The problem
Quote the rows verbatim, starting at their first line and ending after the line that contains "[[237, 400]]".

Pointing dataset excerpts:
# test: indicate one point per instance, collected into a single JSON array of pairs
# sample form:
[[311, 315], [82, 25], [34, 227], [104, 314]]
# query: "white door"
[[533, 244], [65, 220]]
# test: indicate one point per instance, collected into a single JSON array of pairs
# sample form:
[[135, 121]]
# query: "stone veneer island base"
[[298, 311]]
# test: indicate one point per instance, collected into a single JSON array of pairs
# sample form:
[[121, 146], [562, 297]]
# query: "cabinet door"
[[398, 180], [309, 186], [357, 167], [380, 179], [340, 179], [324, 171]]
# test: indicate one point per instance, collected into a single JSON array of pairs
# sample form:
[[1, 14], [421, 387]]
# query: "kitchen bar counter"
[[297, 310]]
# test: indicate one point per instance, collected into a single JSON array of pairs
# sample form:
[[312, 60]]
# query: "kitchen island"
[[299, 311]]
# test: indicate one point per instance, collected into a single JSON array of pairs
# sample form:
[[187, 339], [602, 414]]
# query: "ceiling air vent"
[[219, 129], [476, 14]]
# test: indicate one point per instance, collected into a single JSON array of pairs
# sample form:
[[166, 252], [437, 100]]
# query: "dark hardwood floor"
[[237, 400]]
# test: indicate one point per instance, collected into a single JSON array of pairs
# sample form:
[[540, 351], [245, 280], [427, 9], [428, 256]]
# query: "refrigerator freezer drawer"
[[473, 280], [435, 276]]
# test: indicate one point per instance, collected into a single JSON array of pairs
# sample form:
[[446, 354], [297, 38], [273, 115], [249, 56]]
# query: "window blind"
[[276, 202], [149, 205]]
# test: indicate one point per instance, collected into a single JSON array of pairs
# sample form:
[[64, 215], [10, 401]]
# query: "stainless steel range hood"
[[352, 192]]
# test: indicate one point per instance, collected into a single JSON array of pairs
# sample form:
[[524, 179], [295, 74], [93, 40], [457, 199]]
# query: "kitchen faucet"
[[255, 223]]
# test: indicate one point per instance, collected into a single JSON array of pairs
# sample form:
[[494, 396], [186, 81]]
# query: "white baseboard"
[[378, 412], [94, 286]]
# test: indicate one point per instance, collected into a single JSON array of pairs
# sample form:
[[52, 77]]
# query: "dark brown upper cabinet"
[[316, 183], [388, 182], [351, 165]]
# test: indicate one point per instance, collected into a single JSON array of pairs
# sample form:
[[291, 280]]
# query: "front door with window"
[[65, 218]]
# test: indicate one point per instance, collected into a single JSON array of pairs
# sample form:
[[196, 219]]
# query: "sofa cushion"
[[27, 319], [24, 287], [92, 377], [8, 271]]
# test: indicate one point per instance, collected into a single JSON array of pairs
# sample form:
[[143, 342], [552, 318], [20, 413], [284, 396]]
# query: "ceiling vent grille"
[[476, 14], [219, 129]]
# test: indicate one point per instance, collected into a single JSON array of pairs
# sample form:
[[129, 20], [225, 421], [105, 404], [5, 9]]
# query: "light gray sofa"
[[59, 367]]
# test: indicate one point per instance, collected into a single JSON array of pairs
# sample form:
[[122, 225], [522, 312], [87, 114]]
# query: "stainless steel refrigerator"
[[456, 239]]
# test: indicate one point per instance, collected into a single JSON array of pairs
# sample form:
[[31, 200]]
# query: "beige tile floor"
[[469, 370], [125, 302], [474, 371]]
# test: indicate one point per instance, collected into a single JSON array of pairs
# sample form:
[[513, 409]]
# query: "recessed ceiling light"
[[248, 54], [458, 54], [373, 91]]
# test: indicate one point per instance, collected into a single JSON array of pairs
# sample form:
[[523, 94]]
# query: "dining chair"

Solution
# test: indicate one point per instance, collected into a single JSON array of pairs
# sample form:
[[311, 315], [82, 25], [34, 227], [104, 314]]
# query: "white door"
[[533, 244], [65, 220]]
# test: indicate one point per instance, collected into a single JSON array of pairs
# sample form:
[[135, 121]]
# query: "stone veneer island base"
[[298, 311]]
# test: indicate one point per instance, collected into a single JSON array of pairs
# sample form:
[[121, 146], [562, 297]]
# query: "cabinet door"
[[398, 180], [309, 186], [357, 167], [380, 179], [340, 179], [324, 171]]
# test: indicate one point per instance, collected into a single JSON array of pairs
# sample form:
[[1, 14], [421, 387]]
# query: "kitchen bar counter"
[[297, 310]]
# test: indicate one point per instance, collected into a single JSON array of pairs
# sample form:
[[312, 60]]
# query: "kitchen island"
[[299, 311]]
# test: indicate one point per instance, collected into a single JSON array of pairs
# sample form:
[[187, 339], [602, 414]]
# query: "ceiling air vent"
[[219, 129], [476, 14]]
# test: indicate one point per instance, collected into a single JSON array of pairs
# sample form:
[[166, 252], [437, 100]]
# query: "dark hardwood floor"
[[237, 400]]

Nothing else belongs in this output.